● What to work on:
Which lines in the data below contain the word "prompts"? Copy each of them.

● Exercise inputs:

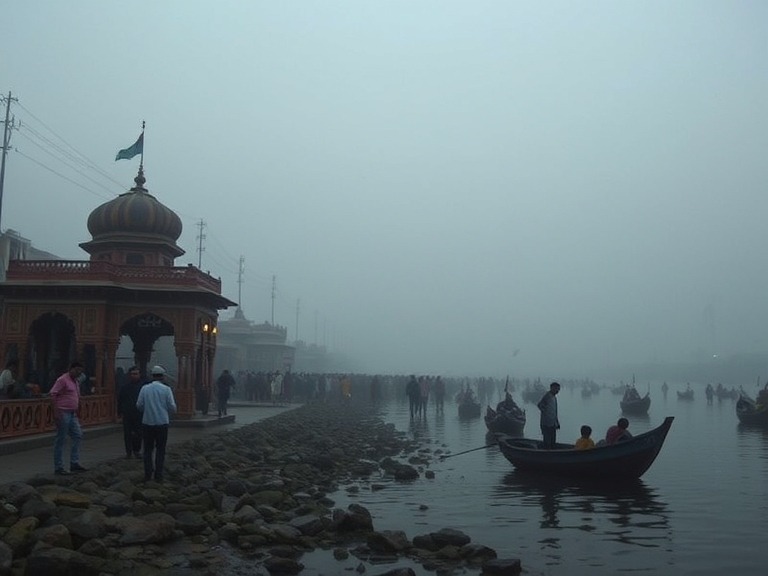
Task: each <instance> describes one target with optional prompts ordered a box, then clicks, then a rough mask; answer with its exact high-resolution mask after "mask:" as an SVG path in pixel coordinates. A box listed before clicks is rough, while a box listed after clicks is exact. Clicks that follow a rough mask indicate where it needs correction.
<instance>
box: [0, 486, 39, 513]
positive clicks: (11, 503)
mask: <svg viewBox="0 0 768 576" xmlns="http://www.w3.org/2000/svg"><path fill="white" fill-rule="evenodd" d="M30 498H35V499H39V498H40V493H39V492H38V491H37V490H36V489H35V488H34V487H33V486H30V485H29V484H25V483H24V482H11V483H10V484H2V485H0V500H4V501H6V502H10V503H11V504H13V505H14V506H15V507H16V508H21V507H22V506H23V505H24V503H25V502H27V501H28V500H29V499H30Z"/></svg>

* * *

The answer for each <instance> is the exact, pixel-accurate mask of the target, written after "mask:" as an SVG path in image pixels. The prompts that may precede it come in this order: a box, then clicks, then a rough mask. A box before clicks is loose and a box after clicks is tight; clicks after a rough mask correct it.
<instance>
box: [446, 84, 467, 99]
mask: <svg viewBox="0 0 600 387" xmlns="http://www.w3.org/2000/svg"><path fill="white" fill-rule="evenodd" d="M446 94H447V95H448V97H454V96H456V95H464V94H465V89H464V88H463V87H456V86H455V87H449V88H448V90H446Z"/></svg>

● Task solution:
Task: each <instance> describes one target with optional prompts ordered a box, then clicks, then a rough mask; answer with its exact high-resolution mask after "mask:" as an SVG path in pixel coordinates. A box listed before clicks is rough, while a box listed after clicks is exact. Clicks that follow a rough mask indicate where it needs correction.
The answer for each <instance> is the exact, pixel-accurate mask of the target, written after "mask:" as an SVG path in image pixels. The prompts that may precede it come in this order: a box, then clicks, then a rough mask. A box before clicks is loose and a box after clicks is tight; clicks after a rough mask correct it.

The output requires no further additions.